The required output consists solely of the lines from the line containing "Query: church tower" through the end of the records, copied exactly.

Collected data:
>>

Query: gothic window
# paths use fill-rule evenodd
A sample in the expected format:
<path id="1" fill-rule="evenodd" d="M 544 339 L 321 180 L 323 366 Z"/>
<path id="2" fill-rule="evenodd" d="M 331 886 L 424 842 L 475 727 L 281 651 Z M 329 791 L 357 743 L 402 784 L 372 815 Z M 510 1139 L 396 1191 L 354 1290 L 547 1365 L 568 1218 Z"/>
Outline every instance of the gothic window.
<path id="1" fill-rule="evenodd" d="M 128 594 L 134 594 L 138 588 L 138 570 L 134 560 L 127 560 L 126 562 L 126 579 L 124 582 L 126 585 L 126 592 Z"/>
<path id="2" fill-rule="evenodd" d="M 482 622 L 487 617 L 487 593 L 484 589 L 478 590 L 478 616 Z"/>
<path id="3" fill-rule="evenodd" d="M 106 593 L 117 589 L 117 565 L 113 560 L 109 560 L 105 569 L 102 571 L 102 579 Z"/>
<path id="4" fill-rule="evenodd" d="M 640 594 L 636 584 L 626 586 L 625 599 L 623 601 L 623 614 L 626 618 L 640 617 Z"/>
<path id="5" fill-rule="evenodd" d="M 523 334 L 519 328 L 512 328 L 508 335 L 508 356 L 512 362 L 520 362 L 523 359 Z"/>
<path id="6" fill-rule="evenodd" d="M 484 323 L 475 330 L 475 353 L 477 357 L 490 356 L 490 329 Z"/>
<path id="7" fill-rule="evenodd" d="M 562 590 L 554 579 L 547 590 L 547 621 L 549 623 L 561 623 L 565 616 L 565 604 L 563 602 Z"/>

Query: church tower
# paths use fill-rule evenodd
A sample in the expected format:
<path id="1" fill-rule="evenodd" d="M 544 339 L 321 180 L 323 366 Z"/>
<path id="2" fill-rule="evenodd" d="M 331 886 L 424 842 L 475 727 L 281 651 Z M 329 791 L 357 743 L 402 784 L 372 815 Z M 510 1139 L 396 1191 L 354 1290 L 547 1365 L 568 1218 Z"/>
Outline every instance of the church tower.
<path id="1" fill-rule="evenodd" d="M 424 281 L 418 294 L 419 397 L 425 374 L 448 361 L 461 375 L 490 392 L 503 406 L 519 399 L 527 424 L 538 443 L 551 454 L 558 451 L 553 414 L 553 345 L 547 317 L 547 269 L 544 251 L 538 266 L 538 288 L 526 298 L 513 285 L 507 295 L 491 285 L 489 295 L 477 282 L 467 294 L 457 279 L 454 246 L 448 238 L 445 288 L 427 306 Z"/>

<<

Your solution
Query: church tower
# paths use fill-rule evenodd
A sample in the expected format:
<path id="1" fill-rule="evenodd" d="M 544 339 L 321 180 L 323 366 Z"/>
<path id="2" fill-rule="evenodd" d="M 331 886 L 424 842 L 475 727 L 281 651 Z M 329 791 L 357 743 L 402 784 L 372 815 Z M 510 1139 L 396 1191 L 354 1290 L 547 1365 L 568 1218 Z"/>
Outline every instance of the church tower.
<path id="1" fill-rule="evenodd" d="M 424 281 L 418 294 L 419 397 L 425 374 L 448 361 L 461 375 L 490 392 L 503 406 L 519 399 L 527 424 L 538 443 L 551 454 L 558 451 L 553 414 L 553 345 L 547 317 L 547 269 L 544 251 L 538 266 L 538 288 L 526 298 L 513 285 L 507 295 L 491 285 L 489 295 L 477 282 L 467 294 L 457 279 L 454 246 L 448 238 L 445 288 L 427 306 Z"/>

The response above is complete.